- [EXERCISE GOAL]: Pick out every line in the rows below that contains the word "clicks" and copy each such line in full.

- [AVAILABLE DATA]:
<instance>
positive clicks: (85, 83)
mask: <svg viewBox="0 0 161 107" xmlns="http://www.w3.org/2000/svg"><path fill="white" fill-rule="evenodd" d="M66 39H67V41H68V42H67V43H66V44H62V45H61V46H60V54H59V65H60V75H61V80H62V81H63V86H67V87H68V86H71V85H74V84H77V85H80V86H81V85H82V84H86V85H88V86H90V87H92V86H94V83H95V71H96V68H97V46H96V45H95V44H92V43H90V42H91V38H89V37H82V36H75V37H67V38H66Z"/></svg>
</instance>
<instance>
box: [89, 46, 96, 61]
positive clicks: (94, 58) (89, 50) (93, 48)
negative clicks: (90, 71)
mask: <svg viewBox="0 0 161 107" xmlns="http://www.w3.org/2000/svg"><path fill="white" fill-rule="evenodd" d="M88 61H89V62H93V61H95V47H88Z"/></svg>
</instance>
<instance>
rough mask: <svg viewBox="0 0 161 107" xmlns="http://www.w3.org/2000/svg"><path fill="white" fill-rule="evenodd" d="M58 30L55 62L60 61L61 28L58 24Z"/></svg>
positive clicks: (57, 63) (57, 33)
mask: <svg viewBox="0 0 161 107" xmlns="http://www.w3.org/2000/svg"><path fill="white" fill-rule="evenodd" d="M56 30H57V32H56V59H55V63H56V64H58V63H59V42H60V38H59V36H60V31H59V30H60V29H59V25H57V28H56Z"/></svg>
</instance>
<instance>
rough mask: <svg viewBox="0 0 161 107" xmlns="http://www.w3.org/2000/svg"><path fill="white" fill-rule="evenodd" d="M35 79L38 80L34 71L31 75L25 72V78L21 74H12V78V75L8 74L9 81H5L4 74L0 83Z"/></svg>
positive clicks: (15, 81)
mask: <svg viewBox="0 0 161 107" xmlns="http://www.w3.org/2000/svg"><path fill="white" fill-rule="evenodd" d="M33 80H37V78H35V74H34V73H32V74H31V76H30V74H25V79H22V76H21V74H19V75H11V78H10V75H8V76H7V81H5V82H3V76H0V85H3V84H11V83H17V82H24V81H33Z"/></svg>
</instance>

- [FINISHED TASK]:
positive clicks: (85, 83)
positive clicks: (94, 58) (89, 50) (93, 48)
negative clicks: (90, 71)
positive clicks: (57, 63) (57, 33)
positive clicks: (15, 81)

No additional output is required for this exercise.